◆ Directive
Return the full material exactly.

◆ Stored records
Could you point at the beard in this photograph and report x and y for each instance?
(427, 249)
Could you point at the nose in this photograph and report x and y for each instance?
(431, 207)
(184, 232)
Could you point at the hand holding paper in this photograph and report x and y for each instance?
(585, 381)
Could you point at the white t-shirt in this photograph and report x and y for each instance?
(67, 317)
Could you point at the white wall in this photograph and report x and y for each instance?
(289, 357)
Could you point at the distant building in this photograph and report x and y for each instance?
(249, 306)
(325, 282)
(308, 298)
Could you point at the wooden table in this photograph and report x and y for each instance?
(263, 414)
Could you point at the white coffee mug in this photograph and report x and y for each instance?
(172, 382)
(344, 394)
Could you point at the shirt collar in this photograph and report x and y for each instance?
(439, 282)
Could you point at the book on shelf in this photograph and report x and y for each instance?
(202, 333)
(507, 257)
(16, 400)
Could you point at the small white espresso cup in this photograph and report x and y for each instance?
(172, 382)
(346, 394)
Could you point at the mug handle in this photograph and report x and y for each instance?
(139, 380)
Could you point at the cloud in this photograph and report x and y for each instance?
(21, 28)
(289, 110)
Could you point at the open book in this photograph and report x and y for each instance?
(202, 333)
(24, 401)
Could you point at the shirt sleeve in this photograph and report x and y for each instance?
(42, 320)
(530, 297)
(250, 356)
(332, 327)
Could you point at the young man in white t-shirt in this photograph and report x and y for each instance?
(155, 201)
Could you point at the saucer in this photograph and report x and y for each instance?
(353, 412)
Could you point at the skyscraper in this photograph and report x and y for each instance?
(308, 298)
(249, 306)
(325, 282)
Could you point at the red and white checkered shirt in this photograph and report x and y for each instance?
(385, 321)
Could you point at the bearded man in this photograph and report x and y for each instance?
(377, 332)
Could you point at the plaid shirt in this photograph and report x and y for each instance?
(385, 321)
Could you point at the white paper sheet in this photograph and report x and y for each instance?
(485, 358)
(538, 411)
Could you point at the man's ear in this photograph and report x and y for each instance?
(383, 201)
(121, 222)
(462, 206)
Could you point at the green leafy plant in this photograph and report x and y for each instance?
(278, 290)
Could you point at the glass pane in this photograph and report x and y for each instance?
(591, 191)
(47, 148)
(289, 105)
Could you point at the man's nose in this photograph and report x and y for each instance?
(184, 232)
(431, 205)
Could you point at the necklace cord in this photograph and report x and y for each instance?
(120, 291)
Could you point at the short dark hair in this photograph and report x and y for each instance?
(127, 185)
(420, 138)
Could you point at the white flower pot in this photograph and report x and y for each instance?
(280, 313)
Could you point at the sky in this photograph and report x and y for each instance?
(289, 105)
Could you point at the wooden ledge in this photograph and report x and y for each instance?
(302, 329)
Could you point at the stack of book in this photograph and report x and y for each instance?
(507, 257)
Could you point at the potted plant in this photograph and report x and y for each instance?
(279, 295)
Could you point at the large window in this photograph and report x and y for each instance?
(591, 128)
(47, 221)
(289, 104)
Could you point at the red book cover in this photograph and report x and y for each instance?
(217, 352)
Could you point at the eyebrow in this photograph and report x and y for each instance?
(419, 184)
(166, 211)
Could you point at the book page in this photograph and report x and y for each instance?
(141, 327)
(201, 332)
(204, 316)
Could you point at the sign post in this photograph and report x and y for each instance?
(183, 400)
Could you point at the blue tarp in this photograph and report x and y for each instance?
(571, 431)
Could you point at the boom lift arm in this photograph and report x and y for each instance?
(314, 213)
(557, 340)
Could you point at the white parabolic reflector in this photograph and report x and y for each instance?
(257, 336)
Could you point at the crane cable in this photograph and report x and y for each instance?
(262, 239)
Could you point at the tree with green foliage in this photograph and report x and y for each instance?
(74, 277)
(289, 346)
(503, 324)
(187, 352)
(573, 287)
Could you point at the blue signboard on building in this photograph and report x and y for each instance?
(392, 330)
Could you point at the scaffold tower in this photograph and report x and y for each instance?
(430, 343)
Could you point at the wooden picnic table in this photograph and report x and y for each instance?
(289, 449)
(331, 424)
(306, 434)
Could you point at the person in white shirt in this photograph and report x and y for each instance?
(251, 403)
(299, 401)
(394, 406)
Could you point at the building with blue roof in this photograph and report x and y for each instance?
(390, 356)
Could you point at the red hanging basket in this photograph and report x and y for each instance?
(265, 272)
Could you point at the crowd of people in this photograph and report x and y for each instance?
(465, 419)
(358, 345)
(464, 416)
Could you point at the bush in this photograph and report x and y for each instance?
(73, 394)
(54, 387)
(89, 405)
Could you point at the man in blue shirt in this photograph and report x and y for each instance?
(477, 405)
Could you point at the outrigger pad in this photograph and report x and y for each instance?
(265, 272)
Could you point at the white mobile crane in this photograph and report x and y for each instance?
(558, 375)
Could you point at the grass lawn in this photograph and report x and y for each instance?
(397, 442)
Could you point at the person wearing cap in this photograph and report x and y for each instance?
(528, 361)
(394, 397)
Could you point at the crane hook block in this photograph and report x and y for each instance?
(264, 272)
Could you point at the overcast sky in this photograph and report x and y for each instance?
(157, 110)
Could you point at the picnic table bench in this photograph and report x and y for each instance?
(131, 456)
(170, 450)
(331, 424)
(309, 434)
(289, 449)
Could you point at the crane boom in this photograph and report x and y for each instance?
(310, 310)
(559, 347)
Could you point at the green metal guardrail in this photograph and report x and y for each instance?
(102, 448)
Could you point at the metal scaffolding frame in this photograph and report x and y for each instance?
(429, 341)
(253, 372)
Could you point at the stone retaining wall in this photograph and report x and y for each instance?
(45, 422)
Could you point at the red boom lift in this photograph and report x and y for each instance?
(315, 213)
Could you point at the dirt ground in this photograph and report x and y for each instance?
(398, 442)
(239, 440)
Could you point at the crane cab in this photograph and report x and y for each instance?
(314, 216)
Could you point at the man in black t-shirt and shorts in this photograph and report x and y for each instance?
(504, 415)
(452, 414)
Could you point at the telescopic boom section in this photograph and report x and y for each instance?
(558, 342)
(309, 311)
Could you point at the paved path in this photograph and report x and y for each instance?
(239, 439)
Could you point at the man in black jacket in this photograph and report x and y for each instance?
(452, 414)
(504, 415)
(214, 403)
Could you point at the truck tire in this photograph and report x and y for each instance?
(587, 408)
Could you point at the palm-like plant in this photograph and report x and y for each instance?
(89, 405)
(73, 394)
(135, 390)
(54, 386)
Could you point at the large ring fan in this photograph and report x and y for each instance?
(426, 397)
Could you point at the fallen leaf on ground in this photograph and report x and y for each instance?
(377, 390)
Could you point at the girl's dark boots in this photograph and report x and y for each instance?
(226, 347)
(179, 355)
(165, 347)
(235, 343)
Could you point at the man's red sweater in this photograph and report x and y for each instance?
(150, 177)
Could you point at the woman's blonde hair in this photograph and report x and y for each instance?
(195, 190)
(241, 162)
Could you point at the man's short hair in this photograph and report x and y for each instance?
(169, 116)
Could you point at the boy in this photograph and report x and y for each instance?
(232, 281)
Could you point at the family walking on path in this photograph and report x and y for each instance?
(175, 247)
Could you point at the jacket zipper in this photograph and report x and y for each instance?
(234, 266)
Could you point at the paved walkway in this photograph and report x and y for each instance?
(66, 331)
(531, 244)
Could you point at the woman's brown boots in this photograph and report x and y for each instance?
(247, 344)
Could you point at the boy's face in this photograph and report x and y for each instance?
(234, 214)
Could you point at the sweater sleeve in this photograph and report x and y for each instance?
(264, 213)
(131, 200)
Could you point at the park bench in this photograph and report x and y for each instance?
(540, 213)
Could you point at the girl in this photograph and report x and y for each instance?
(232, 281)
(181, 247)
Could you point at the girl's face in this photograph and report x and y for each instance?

◆ Answer to this problem
Could you point at the beard in this photograph and report x and y for each instance?
(427, 249)
Could you point at the nose in this photograph and report x and y for each instance?
(431, 207)
(184, 232)
Could you point at the hand holding paper in this photograph and report x and y for each instance?
(585, 381)
Could you point at the white t-shirt in this photograph and report x and y for each instance?
(67, 317)
Could you point at the white wall in this photograph and report x and y for each instance?
(289, 357)
Could you point at the distant building in this photograph and report x and y for each instance?
(249, 306)
(325, 282)
(308, 298)
Could you point at the wooden table in this photograph and report x and y for each instance?
(263, 414)
Could you point at the white coffee mug in this photograph and report x and y for each instance?
(172, 382)
(344, 394)
Could you point at the shirt collar in this photograph and report x and y for each instance?
(439, 282)
Could you point at the book on shelf in this photograph and report x and y for each instance?
(202, 333)
(507, 257)
(16, 400)
Could you point at the small white espresso cup in this photograph and report x and y for each instance?
(172, 382)
(346, 394)
Could you point at the mug handle in this photograph and report x and y for each instance?
(139, 380)
Could you point at the cloud in this photograph and report x and y for each instance?
(21, 28)
(289, 110)
Could you point at the open book in this photograph and report x and y for each instance?
(202, 333)
(24, 401)
Could you point at the shirt sleeve in this photograph and report x and y for each instance?
(42, 320)
(530, 297)
(250, 356)
(332, 327)
Could you point at the young man in white t-shirt in this photograph and report x and y for each instance?
(155, 201)
Could you point at the saucer in this photograph and report x and y for each instance?
(353, 412)
Could you point at the skyscraper in this photograph and report x and y for each instance?
(308, 298)
(249, 306)
(325, 282)
Could you point at the red and white checkered shirt in this photograph and report x and y for each instance?
(385, 321)
Could you point at the bearded man in this photograph and report x and y for each instance?
(377, 332)
Could you point at the plaid shirt in this photograph and report x and y for each instance?
(385, 321)
Could you point at the white paper sheet in this photograph and report x and y for each instance?
(485, 358)
(538, 411)
Could you point at the man's ear in this photograph and report x and y for each instance?
(383, 201)
(121, 222)
(462, 206)
Could you point at the green leafy plant in this photograph and report x and y for each instance?
(278, 290)
Could you point at the glass pane in this photograph and report x and y for each instance?
(591, 191)
(47, 148)
(289, 105)
Could you point at the man's nose in this photograph and report x and y for each instance?
(184, 232)
(431, 205)
Could you point at the necklace cord in this photograph and report x and y for each instance?
(120, 291)
Could you point at the short dark hair in this photograph and report x and y for each instance?
(127, 185)
(420, 138)
Could you point at the white flower pot in this photograph and report x and y for each instance?
(280, 313)
Could you point at the sky in this photograph and report x and y for each instance?
(289, 105)
Could you point at the wooden ledge in this photograph and report x and y for each instance?
(302, 329)
Could you point at the stack of book in this photograph and report x and y for each instance?
(507, 257)
Could you point at the potted plant in this photograph and report x and y for each instance?
(279, 295)
Could you point at the large window in this photograph and report x and y for each instance?
(591, 128)
(47, 221)
(289, 104)
Could you point at the red book cover in this photograph and report x and y for each instance?
(217, 352)
Could you point at the eyebrow in this photograph and report x and y for each instance?
(419, 184)
(166, 211)
Could you point at the book page in this photograph and report x and y for each instance?
(141, 327)
(201, 332)
(204, 316)
Could you point at the sign post in this photograph and report x and y for each instance?
(183, 400)
Could you point at the blue tarp in this photograph and report x and y for each instance?
(571, 431)
Could you point at the boom lift arm in this photograph and report x and y for each instance?
(314, 213)
(557, 340)
Could you point at the white parabolic reflector in this photograph and report x and y for each instance?
(257, 336)
Could you point at the crane cable in this photograph and report x and y for each instance?
(262, 239)
Could you point at the tree with green foliage in this photograph and report x and y for each instance?
(74, 277)
(289, 346)
(503, 324)
(187, 352)
(573, 287)
Could you point at the blue signboard on building in this photograph and report x and y for each instance?
(392, 330)
Could you point at the scaffold tower in this photograph and report x and y for each instance?
(430, 343)
Could you point at the wooden picnic table in this photograph and report x and y for each instance?
(289, 449)
(331, 424)
(306, 434)
Could you point at the person in white shirt in this photograph and report x and y for each instance?
(251, 403)
(299, 401)
(394, 406)
Could you point at the building with blue roof in this photograph and report x and y for each instance?
(390, 356)
Could you point at the red hanging basket in this photograph and report x and y for each instance?
(265, 272)
Could you point at the crowd of people in this photograph and report x and y for each instance?
(465, 419)
(358, 345)
(464, 416)
Could you point at the bush in this photograph and report x and y for each instance?
(73, 394)
(54, 387)
(89, 405)
Could you point at the man in blue shirt in this photograph and report x and y for each instance?
(477, 405)
Could you point at the outrigger pad in this photograph and report x and y for each instance?
(265, 272)
Could you point at the white mobile crane in this photograph and report x and y for each instance?
(558, 375)
Could you point at the grass lawn in this photograph and report x and y for each instance?
(397, 442)
Could you point at the person wearing cap in this photograph and report x and y for each instance?
(528, 361)
(394, 397)
Could you point at the crane hook block in this photograph and report x and y for each instance?
(264, 272)
Could you point at the overcast sky in this photograph and report x and y for each instance?
(157, 110)
Could you point at the picnic table bench in this photograph and report x and y for each instance?
(131, 456)
(170, 450)
(331, 424)
(309, 434)
(289, 449)
Could you point at the crane boom in this photograph and report x and y for each instance?
(310, 310)
(559, 347)
Could you point at the green metal guardrail in this photograph and report x and y for each instance?
(102, 448)
Could you point at the metal scaffolding frame in this photograph and report x and y for each instance?
(429, 341)
(253, 372)
Could you point at the stone retaining wall in this photograph and report x and y for each instance?
(45, 422)
Could you point at the red boom lift in this photograph and report x and y for each instance?
(315, 213)
Could you point at the dirt ground in this photograph and report x and y for each instance?
(398, 442)
(239, 440)
Could you point at the crane cab in this photograph and report x and y for each instance?
(314, 216)
Could you point at the man in black t-shirt and shorts in this photograph and report x and y for each instance?
(504, 415)
(452, 414)
Could you point at the telescopic boom section in this photograph and report x and y for each instance?
(558, 342)
(309, 311)
Could you point at the paved path in this photograph and report x and y for each instance?
(239, 439)
Could you point at the man in black jacket in this photograph and report x and y for each instance?
(452, 414)
(504, 415)
(214, 403)
Could you point at the truck tire in this photograph and report x and y for each instance?
(587, 408)
Could you point at the palm-like plant in this photograph and report x and y for each instance?
(89, 405)
(73, 394)
(135, 390)
(54, 386)
Could you point at the large ring fan in this photograph and report x and y for each instance?
(426, 397)
Could you point at the fallen leaf on ground in this photograph and report x and y for each instance?
(377, 390)
Could you point at the girl's dark boots in this photograph and report x and y for each instance?
(226, 347)
(179, 355)
(165, 347)
(235, 343)
Could you point at the man's red sweater in this photograph and report x and y for each instance?
(150, 177)
Could you point at the woman's blonde hair in this photograph and report x and y for each instance?
(195, 190)
(241, 162)
Could you point at the man's short hair in this photograph and report x and y for each instance?
(169, 116)
Could you point at the boy in this photograph and report x and y for each instance?
(232, 281)
Could you point at the family walking on path in this photograph and report x and y for each instance?
(175, 247)
Could you point at the jacket zipper in this photograph and report x and y for each instance?
(234, 266)
Could you point at the paved walkway in this photograph and report x and y for each instance?
(66, 331)
(531, 244)
Could you point at the woman's brown boots in this photograph and report x and y for each instance?
(247, 344)
Could you point at the boy's face in this photograph and report x and y for each instance?
(234, 214)
Could you point at the sweater sleeve in this photograph and report x and y for each instance?
(264, 213)
(131, 200)
Could you point at the park bench in this photograph and report x and y for each instance?
(540, 213)
Could you point at the girl in this photograph and report x and y for each instance?
(232, 281)
(181, 247)
Could you point at the girl's face in this photograph and report x and y for each instance?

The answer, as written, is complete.